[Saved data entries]
========================================
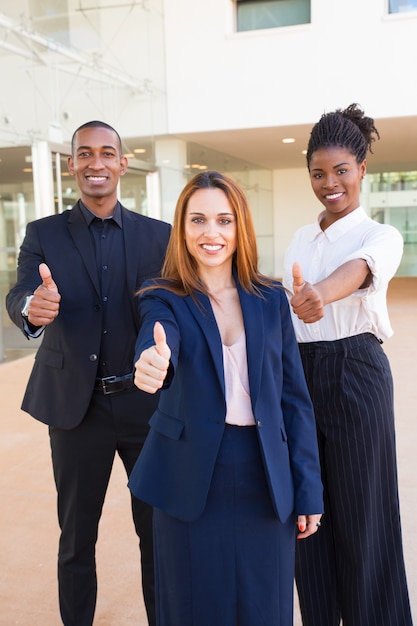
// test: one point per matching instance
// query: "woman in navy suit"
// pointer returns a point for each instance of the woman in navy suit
(231, 461)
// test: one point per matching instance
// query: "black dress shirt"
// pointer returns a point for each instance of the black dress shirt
(119, 329)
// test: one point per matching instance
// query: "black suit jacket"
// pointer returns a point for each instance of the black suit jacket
(61, 383)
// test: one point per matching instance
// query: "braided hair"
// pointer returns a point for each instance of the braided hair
(348, 128)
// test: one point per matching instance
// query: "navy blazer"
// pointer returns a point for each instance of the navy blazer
(62, 380)
(175, 467)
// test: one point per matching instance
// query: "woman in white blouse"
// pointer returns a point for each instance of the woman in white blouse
(231, 461)
(337, 271)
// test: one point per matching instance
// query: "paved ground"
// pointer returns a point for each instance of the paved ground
(28, 526)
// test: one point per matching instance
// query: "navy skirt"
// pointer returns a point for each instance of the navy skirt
(235, 564)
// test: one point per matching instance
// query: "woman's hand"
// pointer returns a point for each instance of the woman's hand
(152, 366)
(308, 525)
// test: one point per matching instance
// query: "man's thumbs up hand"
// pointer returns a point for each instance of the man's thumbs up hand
(46, 276)
(44, 306)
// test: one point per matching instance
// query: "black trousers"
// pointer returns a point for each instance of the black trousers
(82, 463)
(353, 568)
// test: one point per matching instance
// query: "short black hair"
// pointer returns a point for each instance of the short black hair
(96, 124)
(349, 128)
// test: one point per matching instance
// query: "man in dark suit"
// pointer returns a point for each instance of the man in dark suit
(77, 277)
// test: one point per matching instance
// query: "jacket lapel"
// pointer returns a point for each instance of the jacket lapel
(204, 316)
(132, 249)
(253, 319)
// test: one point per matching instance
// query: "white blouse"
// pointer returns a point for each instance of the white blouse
(355, 236)
(238, 401)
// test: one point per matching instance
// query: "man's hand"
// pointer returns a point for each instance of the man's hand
(306, 302)
(153, 363)
(44, 306)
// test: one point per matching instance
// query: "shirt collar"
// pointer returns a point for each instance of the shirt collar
(340, 227)
(90, 216)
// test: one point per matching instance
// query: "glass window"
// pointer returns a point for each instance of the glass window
(402, 6)
(259, 14)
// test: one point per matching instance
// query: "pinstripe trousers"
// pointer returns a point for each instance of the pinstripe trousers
(353, 568)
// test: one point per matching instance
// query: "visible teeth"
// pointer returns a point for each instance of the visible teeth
(333, 196)
(213, 247)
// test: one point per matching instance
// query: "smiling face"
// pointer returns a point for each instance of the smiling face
(210, 230)
(336, 178)
(97, 165)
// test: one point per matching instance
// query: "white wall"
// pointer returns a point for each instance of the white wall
(294, 205)
(351, 52)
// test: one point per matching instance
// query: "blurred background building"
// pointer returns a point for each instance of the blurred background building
(234, 85)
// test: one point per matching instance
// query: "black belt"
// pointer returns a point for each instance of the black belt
(112, 384)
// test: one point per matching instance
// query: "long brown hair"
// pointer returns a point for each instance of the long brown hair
(179, 273)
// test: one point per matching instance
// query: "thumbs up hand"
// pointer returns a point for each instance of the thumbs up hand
(297, 276)
(152, 366)
(307, 302)
(44, 306)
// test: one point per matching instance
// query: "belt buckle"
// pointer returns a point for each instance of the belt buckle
(105, 381)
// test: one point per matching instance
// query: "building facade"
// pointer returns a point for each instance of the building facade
(233, 85)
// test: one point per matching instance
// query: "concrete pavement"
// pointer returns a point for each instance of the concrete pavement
(28, 525)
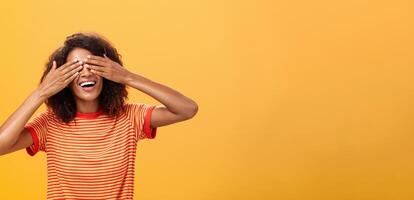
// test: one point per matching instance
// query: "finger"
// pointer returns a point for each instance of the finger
(68, 64)
(72, 67)
(54, 65)
(99, 73)
(97, 62)
(71, 72)
(96, 58)
(71, 78)
(94, 67)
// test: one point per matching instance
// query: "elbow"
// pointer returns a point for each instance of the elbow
(191, 111)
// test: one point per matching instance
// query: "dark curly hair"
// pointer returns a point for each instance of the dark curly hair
(112, 96)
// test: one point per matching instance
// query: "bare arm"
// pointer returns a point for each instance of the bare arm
(177, 106)
(13, 136)
(13, 128)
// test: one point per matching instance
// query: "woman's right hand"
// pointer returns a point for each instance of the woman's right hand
(59, 77)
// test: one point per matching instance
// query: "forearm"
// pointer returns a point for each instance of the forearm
(13, 126)
(175, 101)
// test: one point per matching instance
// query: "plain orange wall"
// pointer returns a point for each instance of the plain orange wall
(298, 100)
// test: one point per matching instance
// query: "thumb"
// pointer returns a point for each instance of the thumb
(54, 65)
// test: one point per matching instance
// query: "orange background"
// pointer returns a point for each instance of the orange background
(298, 100)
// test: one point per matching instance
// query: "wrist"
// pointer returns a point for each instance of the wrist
(128, 78)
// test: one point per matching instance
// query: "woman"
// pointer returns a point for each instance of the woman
(88, 132)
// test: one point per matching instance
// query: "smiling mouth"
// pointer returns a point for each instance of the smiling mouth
(87, 84)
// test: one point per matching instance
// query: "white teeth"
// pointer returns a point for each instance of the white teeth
(87, 83)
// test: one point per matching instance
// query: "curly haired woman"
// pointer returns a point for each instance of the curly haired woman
(89, 133)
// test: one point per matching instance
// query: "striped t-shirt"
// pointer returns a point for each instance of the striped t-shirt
(93, 156)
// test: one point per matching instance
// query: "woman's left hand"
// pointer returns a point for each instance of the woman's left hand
(105, 67)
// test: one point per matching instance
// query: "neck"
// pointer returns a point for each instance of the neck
(87, 106)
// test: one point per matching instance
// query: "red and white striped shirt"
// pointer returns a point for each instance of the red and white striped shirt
(93, 156)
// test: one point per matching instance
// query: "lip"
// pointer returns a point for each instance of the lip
(87, 89)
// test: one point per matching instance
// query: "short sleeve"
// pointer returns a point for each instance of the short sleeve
(38, 130)
(140, 114)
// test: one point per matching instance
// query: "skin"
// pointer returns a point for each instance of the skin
(176, 107)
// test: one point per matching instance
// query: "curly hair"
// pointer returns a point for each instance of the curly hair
(112, 96)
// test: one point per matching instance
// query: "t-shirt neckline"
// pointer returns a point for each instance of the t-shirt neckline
(91, 115)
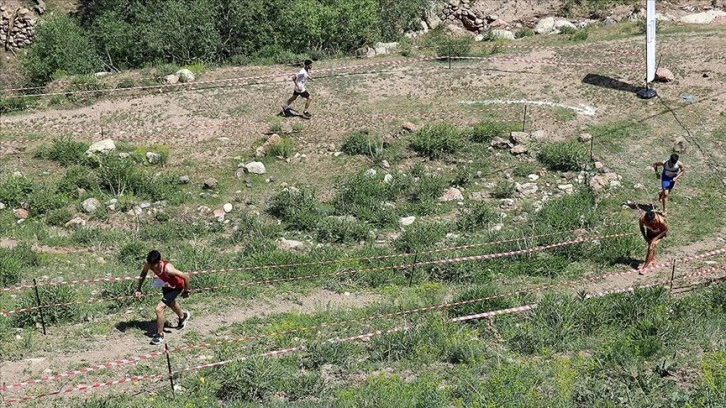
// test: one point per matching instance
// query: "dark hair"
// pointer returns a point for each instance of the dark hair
(154, 257)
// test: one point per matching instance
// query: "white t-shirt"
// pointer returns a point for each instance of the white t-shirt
(300, 80)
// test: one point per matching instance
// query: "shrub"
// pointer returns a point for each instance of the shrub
(14, 261)
(60, 46)
(455, 47)
(284, 148)
(15, 190)
(504, 189)
(563, 156)
(436, 141)
(65, 151)
(341, 231)
(363, 143)
(77, 177)
(10, 104)
(133, 254)
(298, 208)
(524, 32)
(484, 132)
(419, 237)
(475, 216)
(58, 217)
========================================
Problem to solve
Make a word-for-word copy of the entries, without any pictures.

Result for this task
// test: one point per matching instance
// query: "woman in navy suit"
// pointer returns a point for each instance of the woman in navy suit
(231, 461)
// test: one point per matching instance
// query: "black dress shirt"
// pointer returns a point for each instance of the black dress shirt
(119, 329)
// test: one point per matching instance
// query: "black suit jacket"
// pointer returns a point for each instance of the black suit jacket
(61, 383)
// test: one point per matching instance
// query: "braided hair"
// pointer returns a point for each instance of the braided hair
(348, 128)
// test: one point per matching instance
// query: "navy blazer"
// pointer returns a point for each instance of the navy blazer
(62, 380)
(175, 467)
// test: one point per matching instance
// query: "woman in white blouse"
// pointer returns a point for each instance of the woman in white blouse
(231, 461)
(337, 271)
// test: one point per matching instance
// query: "paved ground"
// pointer returns a point for each instance of the paved ground
(28, 526)
// test: one point per matching instance
// query: "navy skirt"
// pointer returns a point for each instance of the navy skirt
(235, 564)
// test: one point per matching instance
// query: "woman's hand"
// pointer returns a point for each instance of the woman's hand
(152, 366)
(308, 525)
// test: one point per matching instance
// query: "man's thumbs up hand"
// pointer returns a point for each instance of the man's thumbs up hand
(46, 276)
(44, 306)
// test: one point per matching instance
// query: "black trousers"
// pointer returns a point for each instance of the black trousers
(82, 463)
(353, 568)
// test: one point per matching instance
// query: "short black hair"
// pointer returns a point for each instance of the short black hair
(96, 124)
(349, 128)
// test: one point per matching instance
// query: "man in dark suit"
// pointer returns a point for each instance of the man in dark suit
(77, 277)
// test: one point per matching instance
// query: "jacket lapel"
// pointer returns a point for each instance of the jacket lapel
(204, 316)
(132, 249)
(253, 319)
// test: one point per matching instance
// query: "white blouse"
// pointer returns a point for each instance of the white blouse
(355, 236)
(238, 401)
// test: one point per matching instance
// query: "man's hand"
// pointer returns a point for each instance of the man's hand
(306, 302)
(153, 363)
(44, 306)
// test: one point per matching instance
// query: "shirt collar"
// pointer returns a point for each instance of the shirt collar
(340, 227)
(90, 216)
// test: one point per matching instance
// query: "glass window"
// pointer returns a point for each instance of the glass window
(402, 6)
(259, 14)
// test: one point per matching instance
// query: "pinstripe trousers"
// pointer returns a point for each instance of the pinstripe trousers
(353, 568)
// test: one point per matching instance
// query: "visible teeth"
// pointer returns a point for each instance of the visible teeth
(333, 196)
(213, 247)
// test: one point per matching instance
// query: "smiling face"
// pointer returns a point for each instance of the smiling face
(210, 230)
(336, 178)
(97, 165)
// test: one point per matching instance
// query: "white wall"
// pointer returns a point for each instance of the white wall
(294, 205)
(351, 52)
// test: one point per matching instance
// query: "blurred background building"
// pointer returns a point for each instance of the blurred background building
(234, 85)
// test: one point per matching instance
// query: "black belt"
// pointer returns a point for each instance of the black belt
(112, 384)
// test: one point per matching instance
// query: "long brown hair"
// pointer returns a point for each instance of the long brown hair
(179, 273)
// test: one point per matching instance
// query: "thumbs up hand"
// pointer returns a point for each instance of the thumbs up hand
(297, 276)
(152, 366)
(307, 302)
(44, 306)
// test: one point per matching instance
// query: "belt buckle"
// pointer returns a point for each instance of the belt buckle
(105, 381)
// test: one point per matching instance
// query: "building facade"
// pointer returns a point for each instance of the building facade
(233, 85)
// test: one point per matching instance
// query: "concrete pavement"
// pointer returns a point for each instance of the concrete pavement
(28, 525)
// test: one point per matching instance
// query: "finger"
// pointer returns a point for each instance of the finger
(68, 64)
(72, 67)
(54, 65)
(99, 73)
(97, 62)
(71, 72)
(96, 58)
(71, 78)
(94, 67)
// test: one point per matching instance
// query: "elbow"
// pointer returns a point for each instance of the elbow
(191, 111)
// test: one point per matching instance
// query: "dark curly hair"
// pointer returns a point for each instance of the dark curly hair
(112, 96)
// test: one point per matching instance
// query: "bare arm"
// pointer returns a point for each instance of the bare arm
(177, 106)
(13, 136)
(13, 128)
// test: one point per matching instance
// query: "woman's right hand"
// pointer returns a point for each instance of the woman's right hand
(59, 77)
// test: one point per matching instance
// query: "forearm"
// pointer returns a point for each instance of the forearm
(13, 126)
(175, 101)
// test: one point per matching instance
// query: "plain orange wall"
// pointer returns a point for each instance of the plain orange wall
(298, 100)
// test: one point per matching instance
// query: "thumb"
// pointer returns a point for each instance of the thumb
(54, 65)
// test: one point per matching instance
// query: "orange background"
// pointer returns a point for each instance of the orange background
(298, 100)
// test: one point per matching instance
// query: "wrist"
// pointer returns a point for each instance of the wrist
(128, 78)
// test: one point per matching instance
// query: "woman"
// pointer returns a point for each instance of the woman
(88, 132)
// test: one point per matching instance
// query: "smiling mouth"
// pointer returns a point for each instance of the smiling mouth
(87, 84)
// test: one point per matching instance
// query: "white teeth"
// pointer returns a point for each instance of the white teeth
(87, 83)
// test: one point per matching instance
// query: "curly haired woman"
// pointer returns a point for each instance of the curly haired woman
(89, 133)
// test: one point per matching instance
// query: "striped t-shirt"
// pointer returns a point for each instance of the striped t-shirt
(93, 156)
// test: one point per matching instance
// query: "woman's left hand"
// pointer returns a point for each instance of the woman's left hand
(105, 67)
// test: one point per matching instance
// query: "neck"
// pointer returns a point for each instance of the neck
(87, 106)
// test: one point per matching instance
// query: "red and white striped shirt"
// pointer returns a point for each instance of the red and white striped shirt
(93, 156)
// test: one point per matching instance
// query: "lip"
// pointer returns a point for each instance of the lip
(87, 89)
// test: one point per matching instance
// query: "short sleeve"
// pointer returns a point for each instance of the short sleeve
(38, 130)
(140, 114)
// test: one point per matching instance
// query: "skin"
// pointer returns a point for each instance of the skin
(176, 107)
// test: one point per matching instance
// query: "curly hair"
// pointer returns a point for each instance of the curly hair
(112, 96)
// test: one point per matching instance
// query: "t-shirt neckline"
// pointer returns a point for each instance of the t-shirt neckline
(91, 115)
// test: one point per matching instance
// query: "dark hair"
// pointer returns a point for each instance of the dark hair
(154, 257)
// test: one point per matching instance
// query: "white t-shirt"
// pointer returns a point for each instance of the white t-shirt
(300, 80)
// test: one point per matching instance
// query: "shrub"
// pointer returns a point for each instance of the shrub
(14, 261)
(60, 46)
(455, 47)
(284, 148)
(15, 190)
(504, 189)
(563, 156)
(436, 141)
(65, 151)
(341, 231)
(363, 143)
(77, 177)
(10, 104)
(133, 254)
(298, 208)
(524, 32)
(484, 132)
(419, 237)
(475, 216)
(58, 217)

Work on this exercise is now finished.